Énoncé de la tâche: Reproduisez à l'identique le passage du texte sur le VIH/sida en Chine qui s'étend de « L'opinion publique a » jusqu'à « à cette hausse. ».

Texte d'étude:
Les applications « coup d'un soir » montrées du doigt

Selon Han Mengjie, directeur du Centre national de lutte contre le SIDA/MST du Centre chinois de contrôle et de prévention des maladies « La prostitution et les activités sexuelles provoquées par l'abus de drogues et les applications de réseaux sociaux ont constitué une menace pour la lutte contre le VIH/SIDA ».

Inquiète de la recrudescence des nouvelles infections à VIH dans le pays -dans un contexte de tendance mondiale à la baisse, comme le montrent les chiffres de l'Organisation mondiale de la santé (OMS)- certains influenceurs des médias et des médias sociaux ont rapidement montré du doigt l'attitude libérale des jeunes en matière de sexualité. Il n'en reste pas moins que peu de preuves suggèrent que les jeunes Chinois d'aujourd'hui sont plus aventureux sur le plan sexuel que les plus âgés, même avec la commodité offerte par la technologie. Dans tous les cas signalés, les auteurs ont utilisé une application de rencontre pour rencontrer leurs victimes.

L'opinion publique a emboîté le pas, allant des déclarations les plus hilarantes -par exemple avec des étudiants brandissant une bannière sur laquelle on pouvait lire « Dites non aux coups d'un soir »- à d'autres plus audacieuses affirmant que le nombre croissant de voyageurs et d'étudiants étrangers a contribué à cette hausse.

La Chine a levé l'interdiction d'entrée dans le pays frappant les personnes séropositives en 2010, une initiative qui a été vivement louée par les organisations de défense des droits de l'homme. Pourtant, lors de la récente conférence de presse, les responsables de la santé chinois se sont retrouvés à défendre cette politique en tant que norme internationale et partie inévitable de l'ouverture de la Chine.

Outre les associations généralement admises entre le VIH/sida et les consommateurs de drogue et les travailleurs du sexe, la suspicion envers les étrangers a commencé en 1985, lorsque le premier cas de VIH en Chine a été découvert chez un voyageur étranger, décédé plus tard dans le pays.

Ce cas a laissé croire pendant longtemps que le VIH/sida était une importation occidentale due à certain hédonisme perçu, bien que jusqu'à la fin des années 2000, la plupart des infections en Chine se trouvaient dans des villages pauvres et dans les régions frontalières du sud-ouest du pays, où les injections de drogues en étaient la cause principale.

Des stigmates toujours profonds

« Les visages changent de couleur lorsqu'on évoque le SIDA », dit un dicton chinois populaire, décrivant les craintes des gens à l'égard de la maladie. Pendant longtemps, elle a été considérée comme synonyme de mort, ainsi que comme un puissant moyen de dissuasion de poursuivre des styles de vie marginaux.

Informations extraites:
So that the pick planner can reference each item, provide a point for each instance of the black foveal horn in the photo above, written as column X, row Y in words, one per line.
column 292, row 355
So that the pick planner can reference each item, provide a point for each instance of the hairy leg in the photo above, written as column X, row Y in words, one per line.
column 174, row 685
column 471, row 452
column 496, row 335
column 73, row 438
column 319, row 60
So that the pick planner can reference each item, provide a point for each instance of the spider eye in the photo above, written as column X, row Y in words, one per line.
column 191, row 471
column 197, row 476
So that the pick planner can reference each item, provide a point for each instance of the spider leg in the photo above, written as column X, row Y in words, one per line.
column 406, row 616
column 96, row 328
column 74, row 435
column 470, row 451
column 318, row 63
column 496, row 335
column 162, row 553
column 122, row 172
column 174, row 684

==

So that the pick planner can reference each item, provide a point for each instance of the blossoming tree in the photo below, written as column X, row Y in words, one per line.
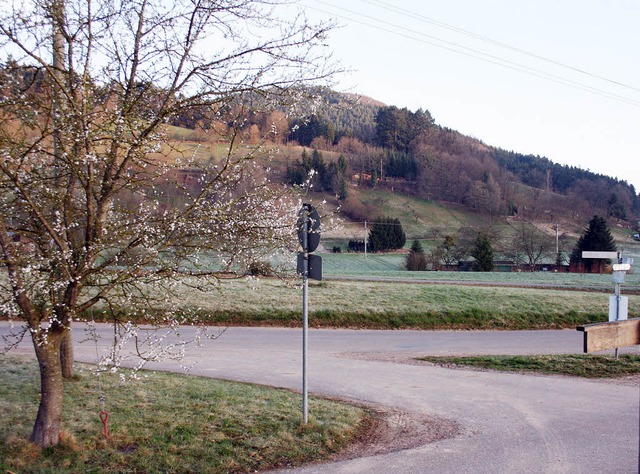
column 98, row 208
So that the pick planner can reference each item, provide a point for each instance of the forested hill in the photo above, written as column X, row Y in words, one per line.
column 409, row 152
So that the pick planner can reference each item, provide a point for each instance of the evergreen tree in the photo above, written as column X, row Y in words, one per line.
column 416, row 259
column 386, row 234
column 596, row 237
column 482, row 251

Solution détaillée:
L'opinion publique a emboîté le pas, allant des déclarations les plus hilarantes -par exemple avec des étudiants brandissant une bannière sur laquelle on pouvait lire « Dites non aux coups d'un soir »- à d'autres plus audacieuses affirmant que le nombre croissant de voyageurs et d'étudiants étrangers a contribué à cette hausse.